Text extract -

-- START --

Lauren and Shay welcome Sales Engineering Manager Kent Melville to show us the power of installing Ignition live to a customer during a sales presentation. Kent shares why doing a live install is so valuable, who we do them for, when it’s appropriate, and how long it should typically take. Kent demos database and device connections in the Ignition Gateway while providing best practices for overcoming problems during the install, important points to bring up during the demo, and launching the Ignition Designer.
Shay: Welcome to the final installment of our series on the Ignition sales presentation. I'm Shay.
00:13
Lauren: And I'm Lauren. Today, we will be showing you the power of installing Ignition live.
00:18
Shay: To do that, with us today is Kent Melville, Sales Engineering Manager. Thanks for being here today, Kent.
00:23
Kent: Thank you, glad to be here.
00:24
Lauren: We have to start by asking you about your musical talents. In particular, recently at ICC 2019, that's our conference, you wowed the audience with your performance as part of Kent and the Ignition 8, the Inductive Automation Band.
00:42
Kent: Yeah, we do rock pretty hard, but yeah, it's funny. So at the end of ICC every year now, we have a final session called the Build-a-Thon, and it's an opportunity for us to let our hair down, so to speak, to have a little fun and interact with the community. And as part of that, the company made maybe their fatal flaw of letting me have free rein to do whatever I wanted. And so, starting in 2018, I did a song on stage. We scaled it up this year, and got a whole band involved, all fueled by members of our company. And when you start something like that, it doesn't just die. No, it lives on.
01:24
Lauren: Is the band still together?
01:26
Kent: The band is still together. We still practice on occasion. And who knows, you may see us again, 2020, come to ICC.
01:34
Lauren: Fame hasn't gone to your heads yet, then.
01:37
Kent: We say no. We'll see what happens. Yeah.
01:40
Lauren: Well, we're looking forward to seeing what's next for the Ignition 8 and you, the frontman.
01:45
Kent: It's Kent and the Ignition 8. Yes, of course.
01:46
Lauren: Yes. It's very important.
01:47
Shay: Kent and the Ignition 8. That's an important point. Yeah.
01:49
Kent: Oh, absolutely.
01:50
Shay: So we're actually here today though to discuss a live install and how that can be a really powerful piece of someone's sales presentation. So Kent, can you speak to a little bit of why doing a live install is so powerful?
02:06
Kent: Yeah, absolutely. And a lot of people, they fear the live install because there's a little bit of risk involved, that you have to actually go install it on some computer, you have to connect up to devices or databases, all these things. There are lots of moving parts, and something can go wrong. And so they might ask, why would I even attempt that if I can just show a demo project? And it may be that that risk isn't worth it sometimes. But, we have found that there's a different target of people that find value in the demo project, versus in a live install.

-- END --

Instruction A - In the transcript, write out the stretch from "Shay: Welcome to" through "to be here." again, switching "installment" for "episode".
Instruction B - In the transcript, what is the name of the band Kent performed with at ICC 2019?

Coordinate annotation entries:
-- START --

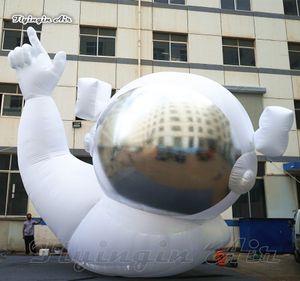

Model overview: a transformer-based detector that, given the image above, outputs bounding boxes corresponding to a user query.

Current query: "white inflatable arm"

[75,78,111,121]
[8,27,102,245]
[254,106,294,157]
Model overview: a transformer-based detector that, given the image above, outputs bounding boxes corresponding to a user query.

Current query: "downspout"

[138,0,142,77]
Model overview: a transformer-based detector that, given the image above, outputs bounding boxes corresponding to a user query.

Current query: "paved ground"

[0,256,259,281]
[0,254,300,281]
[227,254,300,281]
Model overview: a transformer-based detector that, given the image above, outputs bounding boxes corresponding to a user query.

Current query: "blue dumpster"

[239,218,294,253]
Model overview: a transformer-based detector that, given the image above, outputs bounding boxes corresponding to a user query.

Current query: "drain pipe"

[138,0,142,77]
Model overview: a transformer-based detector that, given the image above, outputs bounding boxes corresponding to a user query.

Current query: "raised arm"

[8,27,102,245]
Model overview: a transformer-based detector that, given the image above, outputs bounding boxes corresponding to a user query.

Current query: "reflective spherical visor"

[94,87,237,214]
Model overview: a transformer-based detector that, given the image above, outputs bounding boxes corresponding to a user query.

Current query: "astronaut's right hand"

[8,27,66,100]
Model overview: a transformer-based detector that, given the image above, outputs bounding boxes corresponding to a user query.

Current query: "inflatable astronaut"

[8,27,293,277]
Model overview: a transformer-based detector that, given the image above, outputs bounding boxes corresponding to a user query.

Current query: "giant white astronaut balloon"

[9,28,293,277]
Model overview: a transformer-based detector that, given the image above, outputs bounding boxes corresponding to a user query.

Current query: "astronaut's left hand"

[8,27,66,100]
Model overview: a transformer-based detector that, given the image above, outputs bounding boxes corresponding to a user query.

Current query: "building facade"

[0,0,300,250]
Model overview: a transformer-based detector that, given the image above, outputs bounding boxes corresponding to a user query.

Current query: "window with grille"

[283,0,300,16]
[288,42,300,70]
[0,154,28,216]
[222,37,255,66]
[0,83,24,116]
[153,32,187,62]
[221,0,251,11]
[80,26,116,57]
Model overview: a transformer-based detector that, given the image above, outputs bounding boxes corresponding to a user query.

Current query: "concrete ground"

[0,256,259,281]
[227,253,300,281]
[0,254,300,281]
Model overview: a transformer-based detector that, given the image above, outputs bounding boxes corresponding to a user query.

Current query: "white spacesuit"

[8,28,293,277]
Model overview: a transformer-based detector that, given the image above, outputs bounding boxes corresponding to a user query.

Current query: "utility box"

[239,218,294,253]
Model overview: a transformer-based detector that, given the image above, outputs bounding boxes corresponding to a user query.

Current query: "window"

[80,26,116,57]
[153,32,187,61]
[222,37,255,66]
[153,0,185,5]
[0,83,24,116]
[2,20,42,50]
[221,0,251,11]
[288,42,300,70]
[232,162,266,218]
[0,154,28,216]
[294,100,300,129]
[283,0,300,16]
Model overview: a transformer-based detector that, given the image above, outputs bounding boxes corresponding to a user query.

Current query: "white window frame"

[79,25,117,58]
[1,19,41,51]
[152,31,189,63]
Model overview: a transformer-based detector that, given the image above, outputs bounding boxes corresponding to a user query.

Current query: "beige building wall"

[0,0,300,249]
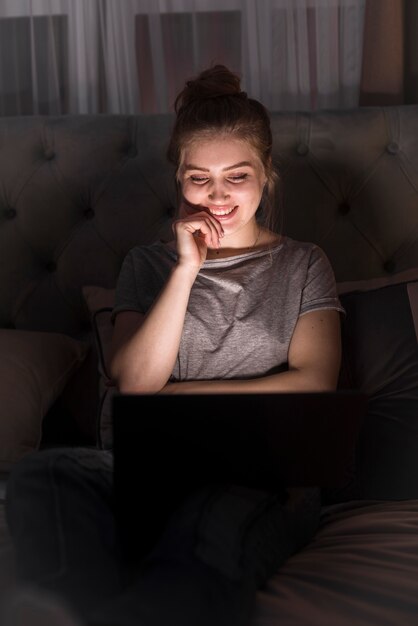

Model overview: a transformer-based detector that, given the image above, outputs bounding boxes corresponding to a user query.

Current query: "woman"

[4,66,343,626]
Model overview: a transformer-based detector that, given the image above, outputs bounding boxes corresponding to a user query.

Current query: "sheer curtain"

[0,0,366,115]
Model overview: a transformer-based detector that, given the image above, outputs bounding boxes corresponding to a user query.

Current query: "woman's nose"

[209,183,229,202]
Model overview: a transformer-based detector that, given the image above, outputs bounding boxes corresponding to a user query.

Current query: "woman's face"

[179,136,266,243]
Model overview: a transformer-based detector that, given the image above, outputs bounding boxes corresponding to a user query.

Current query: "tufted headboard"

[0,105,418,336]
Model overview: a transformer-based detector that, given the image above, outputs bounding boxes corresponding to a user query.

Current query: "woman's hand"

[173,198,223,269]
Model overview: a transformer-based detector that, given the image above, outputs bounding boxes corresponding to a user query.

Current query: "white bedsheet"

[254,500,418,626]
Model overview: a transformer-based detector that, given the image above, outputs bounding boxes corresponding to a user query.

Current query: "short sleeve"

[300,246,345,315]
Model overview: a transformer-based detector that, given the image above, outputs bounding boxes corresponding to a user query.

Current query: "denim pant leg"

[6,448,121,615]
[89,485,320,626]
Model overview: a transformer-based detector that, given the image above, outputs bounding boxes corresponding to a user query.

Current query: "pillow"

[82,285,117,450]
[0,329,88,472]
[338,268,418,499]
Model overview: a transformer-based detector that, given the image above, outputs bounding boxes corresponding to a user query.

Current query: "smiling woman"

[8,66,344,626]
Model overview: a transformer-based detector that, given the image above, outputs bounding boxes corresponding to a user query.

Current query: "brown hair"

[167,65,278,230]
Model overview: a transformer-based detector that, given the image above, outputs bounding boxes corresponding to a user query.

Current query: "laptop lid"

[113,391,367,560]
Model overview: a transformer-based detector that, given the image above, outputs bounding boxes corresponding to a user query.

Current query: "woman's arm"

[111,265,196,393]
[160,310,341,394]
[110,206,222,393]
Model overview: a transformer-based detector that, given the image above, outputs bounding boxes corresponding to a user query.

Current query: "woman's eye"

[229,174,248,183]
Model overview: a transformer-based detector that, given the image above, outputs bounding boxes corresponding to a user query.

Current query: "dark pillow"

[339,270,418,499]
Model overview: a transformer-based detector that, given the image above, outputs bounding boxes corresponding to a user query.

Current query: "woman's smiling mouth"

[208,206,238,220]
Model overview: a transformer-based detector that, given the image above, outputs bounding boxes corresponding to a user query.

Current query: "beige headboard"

-- END --

Reply A -
Shay: Welcome to the final episode of our series on the Ignition sales presentation. I'm Shay.
00:13
Lauren: And I'm Lauren. Today, we will be showing you the power of installing Ignition live.
00:18
Shay: To do that, with us today is Kent Melville, Sales Engineering Manager. Thanks for being here today, Kent.
00:23
Kent: Thank you, glad to be here.

Reply B - Kent and the Ignition 8